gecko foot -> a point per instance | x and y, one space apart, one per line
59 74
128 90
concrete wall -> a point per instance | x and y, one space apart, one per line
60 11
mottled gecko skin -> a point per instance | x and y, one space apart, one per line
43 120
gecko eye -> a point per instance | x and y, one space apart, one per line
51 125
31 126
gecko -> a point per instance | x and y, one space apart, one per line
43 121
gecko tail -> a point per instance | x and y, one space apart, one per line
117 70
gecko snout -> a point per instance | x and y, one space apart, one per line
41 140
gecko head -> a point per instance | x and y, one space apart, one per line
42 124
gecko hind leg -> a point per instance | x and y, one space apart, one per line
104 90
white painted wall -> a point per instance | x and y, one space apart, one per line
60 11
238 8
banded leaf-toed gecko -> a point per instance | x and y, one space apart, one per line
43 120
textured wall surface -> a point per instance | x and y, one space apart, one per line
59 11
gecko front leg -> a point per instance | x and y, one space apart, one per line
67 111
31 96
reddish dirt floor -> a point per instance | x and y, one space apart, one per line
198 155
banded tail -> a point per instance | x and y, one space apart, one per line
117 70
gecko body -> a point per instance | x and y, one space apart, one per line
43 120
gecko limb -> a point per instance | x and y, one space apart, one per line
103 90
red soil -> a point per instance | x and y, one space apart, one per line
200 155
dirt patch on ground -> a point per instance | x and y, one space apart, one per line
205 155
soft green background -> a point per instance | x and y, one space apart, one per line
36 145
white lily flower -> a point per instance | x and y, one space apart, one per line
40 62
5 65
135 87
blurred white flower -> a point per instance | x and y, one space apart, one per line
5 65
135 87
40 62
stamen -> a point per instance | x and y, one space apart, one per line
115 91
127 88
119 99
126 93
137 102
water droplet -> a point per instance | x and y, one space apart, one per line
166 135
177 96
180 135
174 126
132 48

*****

Copy out exactly the lines between the line with "textured wall surface" and the last line of the entries, counting both of those lines.

=== Solution ===
textured wall surface -> a point per instance | x and y, one space apart, one per line
59 11
gecko front leg -> a point per instance | x and y, one space apart, one per line
67 111
31 96
reddish dirt floor -> a point per instance | x and y, one space apart, one per line
198 155
banded tail -> a point per instance | x and y, one space apart, one per line
117 70
gecko body -> a point per instance | x and y, one space apart, one per line
43 120
gecko limb -> a point per instance | x and y, one space apart, one per line
103 90
red soil -> a point per instance | x and y, one space apart, one per line
200 155
dirt patch on ground -> a point per instance | x and y, one space apart, one per line
205 155
soft green background -> a point per instance | x and y, one space apart, one per line
36 145
white lily flower -> a point per instance | x and y, one space apart, one per line
40 62
5 65
135 87
blurred white flower -> a point per instance | x and y, one space apart, one per line
5 65
135 87
40 62
stamen -> a point per instance | x and y, one space apart, one per line
115 91
127 88
119 99
126 93
137 102
water droplet -> a point per instance | x and y, one space apart, one per line
166 135
177 96
180 135
174 126
132 48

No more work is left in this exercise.